**Your instructions**
Report each line of the material below that contains the string "water", copying those lines in full.

Point labeling material
** Start **
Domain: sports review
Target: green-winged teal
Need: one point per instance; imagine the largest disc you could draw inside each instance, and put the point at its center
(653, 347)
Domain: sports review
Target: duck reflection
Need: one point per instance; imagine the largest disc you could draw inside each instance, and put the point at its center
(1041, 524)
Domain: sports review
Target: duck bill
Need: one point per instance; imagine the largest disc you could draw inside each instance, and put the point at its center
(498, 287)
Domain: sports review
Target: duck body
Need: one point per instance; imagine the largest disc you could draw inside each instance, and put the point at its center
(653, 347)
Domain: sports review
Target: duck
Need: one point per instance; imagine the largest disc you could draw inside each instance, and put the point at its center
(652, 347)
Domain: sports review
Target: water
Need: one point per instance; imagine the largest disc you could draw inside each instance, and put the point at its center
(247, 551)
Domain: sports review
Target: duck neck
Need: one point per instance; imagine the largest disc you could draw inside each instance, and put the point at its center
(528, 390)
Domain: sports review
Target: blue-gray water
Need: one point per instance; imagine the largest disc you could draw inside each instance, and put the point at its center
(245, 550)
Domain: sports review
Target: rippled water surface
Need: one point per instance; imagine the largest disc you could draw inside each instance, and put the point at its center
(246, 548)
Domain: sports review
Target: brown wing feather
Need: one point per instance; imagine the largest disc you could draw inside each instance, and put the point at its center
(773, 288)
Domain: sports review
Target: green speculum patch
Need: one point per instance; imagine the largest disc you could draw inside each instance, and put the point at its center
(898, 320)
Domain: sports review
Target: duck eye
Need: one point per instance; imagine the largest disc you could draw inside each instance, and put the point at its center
** End **
** Start **
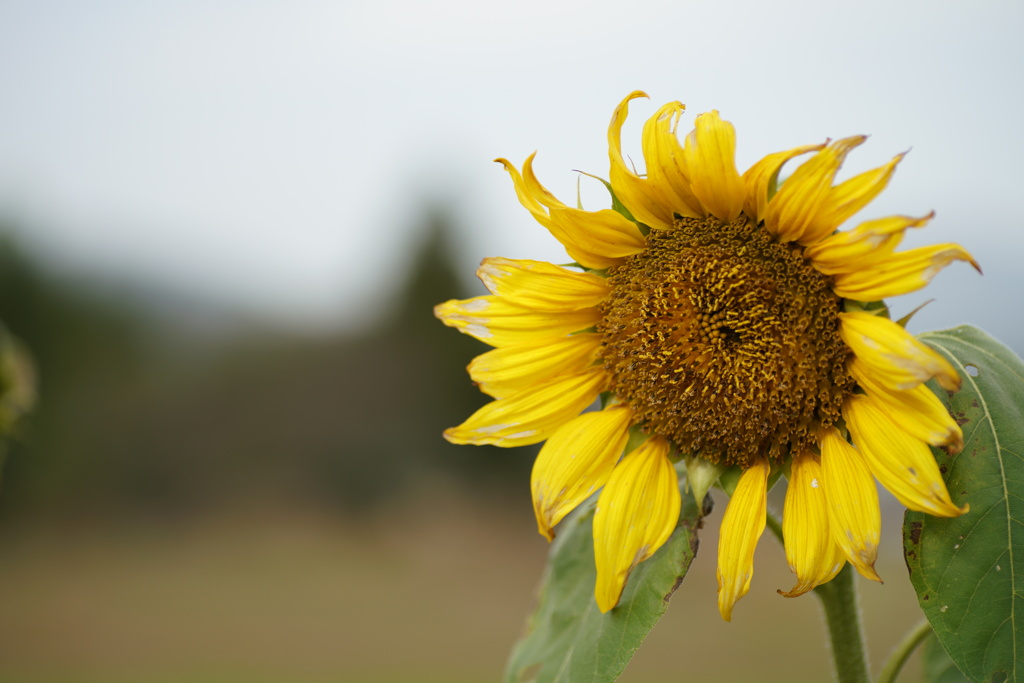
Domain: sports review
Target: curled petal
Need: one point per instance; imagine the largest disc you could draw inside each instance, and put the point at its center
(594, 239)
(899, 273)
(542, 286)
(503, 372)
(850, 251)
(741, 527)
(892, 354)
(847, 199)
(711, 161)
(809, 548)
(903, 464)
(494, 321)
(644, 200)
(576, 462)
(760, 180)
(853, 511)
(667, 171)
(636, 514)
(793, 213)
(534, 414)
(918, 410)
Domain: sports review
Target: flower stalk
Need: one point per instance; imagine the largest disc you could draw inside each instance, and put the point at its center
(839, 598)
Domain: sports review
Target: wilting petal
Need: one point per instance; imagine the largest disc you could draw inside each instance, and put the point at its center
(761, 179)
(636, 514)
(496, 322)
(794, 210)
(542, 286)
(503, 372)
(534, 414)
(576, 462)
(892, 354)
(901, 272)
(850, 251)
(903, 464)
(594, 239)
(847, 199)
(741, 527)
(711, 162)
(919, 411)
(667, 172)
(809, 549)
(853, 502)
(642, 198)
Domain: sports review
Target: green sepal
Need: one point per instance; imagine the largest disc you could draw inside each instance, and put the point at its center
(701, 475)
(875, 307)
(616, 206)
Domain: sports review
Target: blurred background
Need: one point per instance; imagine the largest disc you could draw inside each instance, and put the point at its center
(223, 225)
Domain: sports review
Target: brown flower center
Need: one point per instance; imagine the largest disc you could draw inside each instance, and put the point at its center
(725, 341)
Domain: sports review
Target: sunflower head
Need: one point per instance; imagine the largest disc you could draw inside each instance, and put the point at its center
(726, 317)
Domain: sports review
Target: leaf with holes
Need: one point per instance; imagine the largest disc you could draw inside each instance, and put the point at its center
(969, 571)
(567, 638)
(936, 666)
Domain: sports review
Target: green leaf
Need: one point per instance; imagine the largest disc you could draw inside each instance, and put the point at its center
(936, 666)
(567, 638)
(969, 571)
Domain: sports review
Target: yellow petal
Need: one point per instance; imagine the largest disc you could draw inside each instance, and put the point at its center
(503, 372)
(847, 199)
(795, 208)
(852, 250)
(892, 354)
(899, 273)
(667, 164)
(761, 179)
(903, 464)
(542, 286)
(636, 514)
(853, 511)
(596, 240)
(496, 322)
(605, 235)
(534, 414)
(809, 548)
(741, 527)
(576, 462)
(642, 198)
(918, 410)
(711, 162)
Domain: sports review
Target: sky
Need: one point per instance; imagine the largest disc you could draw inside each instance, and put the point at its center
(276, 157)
** End **
**Expected answer**
Target: water
Target: blue-gray water
Target: rippled water surface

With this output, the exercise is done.